--- Exercise directions ---
Render the data below as a numbered list, from its first line through the line containing "x=155, y=844", with blank lines left out.

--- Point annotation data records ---
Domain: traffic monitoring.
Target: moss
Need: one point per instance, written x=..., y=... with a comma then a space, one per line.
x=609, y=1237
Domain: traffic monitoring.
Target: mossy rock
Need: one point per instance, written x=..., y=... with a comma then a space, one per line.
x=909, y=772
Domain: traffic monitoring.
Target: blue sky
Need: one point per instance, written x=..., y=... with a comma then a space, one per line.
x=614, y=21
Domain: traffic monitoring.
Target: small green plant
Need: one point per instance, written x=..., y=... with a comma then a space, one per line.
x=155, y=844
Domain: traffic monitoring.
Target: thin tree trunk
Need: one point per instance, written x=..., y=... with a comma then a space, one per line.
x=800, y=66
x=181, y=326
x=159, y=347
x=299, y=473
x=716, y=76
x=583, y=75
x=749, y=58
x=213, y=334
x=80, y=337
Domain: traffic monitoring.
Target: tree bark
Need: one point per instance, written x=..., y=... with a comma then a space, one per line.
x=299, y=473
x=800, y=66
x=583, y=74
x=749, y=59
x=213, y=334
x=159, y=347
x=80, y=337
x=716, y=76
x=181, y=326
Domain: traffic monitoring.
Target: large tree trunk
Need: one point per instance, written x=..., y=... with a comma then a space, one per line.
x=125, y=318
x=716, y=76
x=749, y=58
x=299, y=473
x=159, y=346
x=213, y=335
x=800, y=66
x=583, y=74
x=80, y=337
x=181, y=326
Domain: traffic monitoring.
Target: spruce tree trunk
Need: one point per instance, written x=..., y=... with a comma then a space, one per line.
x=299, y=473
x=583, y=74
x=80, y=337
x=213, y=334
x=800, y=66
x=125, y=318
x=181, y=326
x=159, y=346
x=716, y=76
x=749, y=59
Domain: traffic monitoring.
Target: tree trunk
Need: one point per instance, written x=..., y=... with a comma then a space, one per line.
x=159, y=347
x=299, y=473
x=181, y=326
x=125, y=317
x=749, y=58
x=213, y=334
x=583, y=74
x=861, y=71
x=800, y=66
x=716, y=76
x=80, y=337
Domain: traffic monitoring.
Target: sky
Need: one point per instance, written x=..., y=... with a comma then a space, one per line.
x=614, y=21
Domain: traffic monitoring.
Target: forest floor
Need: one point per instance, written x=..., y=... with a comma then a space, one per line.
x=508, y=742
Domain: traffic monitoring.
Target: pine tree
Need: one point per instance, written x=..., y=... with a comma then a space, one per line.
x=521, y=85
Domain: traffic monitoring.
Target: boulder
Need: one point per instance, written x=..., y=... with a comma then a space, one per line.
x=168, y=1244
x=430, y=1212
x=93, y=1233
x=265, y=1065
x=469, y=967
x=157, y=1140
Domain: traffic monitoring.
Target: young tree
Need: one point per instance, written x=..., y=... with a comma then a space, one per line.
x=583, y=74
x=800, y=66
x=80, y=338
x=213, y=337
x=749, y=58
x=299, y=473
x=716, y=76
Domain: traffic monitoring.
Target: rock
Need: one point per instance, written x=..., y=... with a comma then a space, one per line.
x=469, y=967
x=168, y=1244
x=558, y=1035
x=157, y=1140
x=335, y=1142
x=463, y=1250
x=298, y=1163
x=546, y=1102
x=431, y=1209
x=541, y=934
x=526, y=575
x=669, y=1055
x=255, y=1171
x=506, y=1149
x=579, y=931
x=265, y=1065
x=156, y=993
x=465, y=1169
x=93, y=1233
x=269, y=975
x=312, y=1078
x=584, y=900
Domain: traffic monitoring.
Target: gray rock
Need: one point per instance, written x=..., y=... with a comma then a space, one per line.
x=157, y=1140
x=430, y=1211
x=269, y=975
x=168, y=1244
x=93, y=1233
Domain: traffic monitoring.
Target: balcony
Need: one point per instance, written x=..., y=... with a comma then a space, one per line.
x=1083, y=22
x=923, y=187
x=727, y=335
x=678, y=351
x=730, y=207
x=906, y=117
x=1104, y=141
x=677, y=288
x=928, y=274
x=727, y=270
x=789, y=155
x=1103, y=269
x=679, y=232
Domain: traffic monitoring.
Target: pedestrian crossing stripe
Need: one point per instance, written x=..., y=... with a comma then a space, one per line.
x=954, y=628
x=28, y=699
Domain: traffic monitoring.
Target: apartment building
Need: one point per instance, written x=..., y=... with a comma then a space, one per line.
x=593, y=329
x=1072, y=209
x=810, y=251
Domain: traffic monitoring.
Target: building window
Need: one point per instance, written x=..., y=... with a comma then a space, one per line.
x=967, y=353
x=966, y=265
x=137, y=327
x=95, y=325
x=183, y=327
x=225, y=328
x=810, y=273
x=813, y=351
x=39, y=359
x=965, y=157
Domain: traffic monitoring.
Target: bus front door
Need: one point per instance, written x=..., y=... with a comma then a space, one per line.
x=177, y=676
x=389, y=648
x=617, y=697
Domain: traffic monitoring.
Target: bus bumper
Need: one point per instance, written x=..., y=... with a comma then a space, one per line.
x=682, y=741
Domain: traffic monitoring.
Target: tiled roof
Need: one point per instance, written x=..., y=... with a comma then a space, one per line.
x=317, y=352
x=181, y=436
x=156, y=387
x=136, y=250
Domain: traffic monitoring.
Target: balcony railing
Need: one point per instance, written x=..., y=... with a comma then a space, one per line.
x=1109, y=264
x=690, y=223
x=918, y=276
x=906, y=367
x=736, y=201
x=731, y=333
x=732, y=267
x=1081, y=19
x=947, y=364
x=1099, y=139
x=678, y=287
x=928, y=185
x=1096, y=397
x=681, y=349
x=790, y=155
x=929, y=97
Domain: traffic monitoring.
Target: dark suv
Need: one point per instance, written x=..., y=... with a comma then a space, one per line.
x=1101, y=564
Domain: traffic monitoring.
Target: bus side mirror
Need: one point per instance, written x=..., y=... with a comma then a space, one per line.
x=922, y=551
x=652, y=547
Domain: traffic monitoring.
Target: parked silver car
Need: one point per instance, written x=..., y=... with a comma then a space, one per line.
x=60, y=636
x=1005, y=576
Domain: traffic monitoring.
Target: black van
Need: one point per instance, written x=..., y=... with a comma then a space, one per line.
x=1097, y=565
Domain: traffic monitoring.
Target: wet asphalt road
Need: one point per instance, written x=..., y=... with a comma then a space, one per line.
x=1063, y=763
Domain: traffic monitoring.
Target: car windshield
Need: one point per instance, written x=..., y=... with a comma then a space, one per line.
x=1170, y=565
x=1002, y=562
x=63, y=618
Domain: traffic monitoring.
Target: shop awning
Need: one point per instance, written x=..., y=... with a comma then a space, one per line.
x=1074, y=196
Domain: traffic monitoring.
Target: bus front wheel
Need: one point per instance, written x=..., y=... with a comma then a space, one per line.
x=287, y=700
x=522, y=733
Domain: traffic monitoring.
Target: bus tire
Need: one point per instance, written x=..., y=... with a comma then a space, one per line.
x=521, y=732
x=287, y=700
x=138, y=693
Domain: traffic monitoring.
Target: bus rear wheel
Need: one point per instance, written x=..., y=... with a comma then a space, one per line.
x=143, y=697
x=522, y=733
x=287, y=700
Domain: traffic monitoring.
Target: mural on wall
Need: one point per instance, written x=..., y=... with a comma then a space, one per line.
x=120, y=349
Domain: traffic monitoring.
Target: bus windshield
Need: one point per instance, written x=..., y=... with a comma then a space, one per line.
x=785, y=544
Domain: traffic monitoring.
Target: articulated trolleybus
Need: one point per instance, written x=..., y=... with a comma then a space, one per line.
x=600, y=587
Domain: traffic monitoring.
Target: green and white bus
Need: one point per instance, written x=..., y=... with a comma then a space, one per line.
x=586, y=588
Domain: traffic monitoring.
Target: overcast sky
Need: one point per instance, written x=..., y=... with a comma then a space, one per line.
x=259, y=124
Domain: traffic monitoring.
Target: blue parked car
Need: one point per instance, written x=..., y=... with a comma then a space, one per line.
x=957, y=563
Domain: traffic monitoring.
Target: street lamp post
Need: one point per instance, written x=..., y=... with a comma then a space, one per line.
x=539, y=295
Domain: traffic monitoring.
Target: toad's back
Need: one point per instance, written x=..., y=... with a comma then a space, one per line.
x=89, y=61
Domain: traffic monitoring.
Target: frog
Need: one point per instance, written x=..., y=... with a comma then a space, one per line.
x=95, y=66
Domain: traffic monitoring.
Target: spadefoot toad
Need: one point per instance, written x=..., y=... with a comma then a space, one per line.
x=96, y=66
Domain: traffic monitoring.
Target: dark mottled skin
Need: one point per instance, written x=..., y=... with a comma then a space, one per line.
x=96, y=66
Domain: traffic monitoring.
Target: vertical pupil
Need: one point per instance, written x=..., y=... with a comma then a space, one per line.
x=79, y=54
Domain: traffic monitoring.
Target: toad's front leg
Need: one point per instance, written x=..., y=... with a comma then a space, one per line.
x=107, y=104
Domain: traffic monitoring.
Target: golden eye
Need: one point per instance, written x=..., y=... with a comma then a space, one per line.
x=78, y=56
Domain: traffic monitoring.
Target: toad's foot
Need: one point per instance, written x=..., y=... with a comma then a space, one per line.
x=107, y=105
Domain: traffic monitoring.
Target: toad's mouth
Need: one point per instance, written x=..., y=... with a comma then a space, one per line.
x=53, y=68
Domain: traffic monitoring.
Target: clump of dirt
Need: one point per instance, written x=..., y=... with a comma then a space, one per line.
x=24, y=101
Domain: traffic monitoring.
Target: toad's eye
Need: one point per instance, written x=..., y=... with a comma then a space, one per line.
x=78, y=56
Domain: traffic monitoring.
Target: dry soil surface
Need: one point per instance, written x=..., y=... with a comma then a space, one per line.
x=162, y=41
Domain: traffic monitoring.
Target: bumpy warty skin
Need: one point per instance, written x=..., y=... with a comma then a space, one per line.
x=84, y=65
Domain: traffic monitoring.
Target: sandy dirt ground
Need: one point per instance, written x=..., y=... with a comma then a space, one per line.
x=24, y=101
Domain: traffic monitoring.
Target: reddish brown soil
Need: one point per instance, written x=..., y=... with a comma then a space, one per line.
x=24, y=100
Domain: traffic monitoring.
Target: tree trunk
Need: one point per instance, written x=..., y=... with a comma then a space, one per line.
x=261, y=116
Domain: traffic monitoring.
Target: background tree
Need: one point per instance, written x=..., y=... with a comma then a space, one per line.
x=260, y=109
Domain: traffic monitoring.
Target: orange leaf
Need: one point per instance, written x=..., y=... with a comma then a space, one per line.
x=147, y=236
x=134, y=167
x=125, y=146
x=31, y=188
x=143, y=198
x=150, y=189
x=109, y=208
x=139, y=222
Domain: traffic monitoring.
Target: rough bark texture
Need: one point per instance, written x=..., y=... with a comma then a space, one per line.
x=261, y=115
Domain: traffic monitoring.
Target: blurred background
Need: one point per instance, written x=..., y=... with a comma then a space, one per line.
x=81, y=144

--- Solution to this exercise ---
1. Domain: traffic monitoring.
2. Target: moss
3. Need: one point per instance, written x=..., y=... with a comma then a space, one per line.
4. x=609, y=1237
5. Domain: traffic monitoring.
6. Target: mossy rock
7. Need: one point per instance, written x=..., y=... with a comma then a space, one per line.
8. x=909, y=772
9. Domain: traffic monitoring.
10. Target: blue sky
11. Need: one point per instance, written x=..., y=... with a comma then a space, one per line.
12. x=614, y=21
13. Domain: traffic monitoring.
14. Target: small green plant
15. Need: one point per instance, written x=..., y=... with a comma then a space, one per line.
16. x=155, y=844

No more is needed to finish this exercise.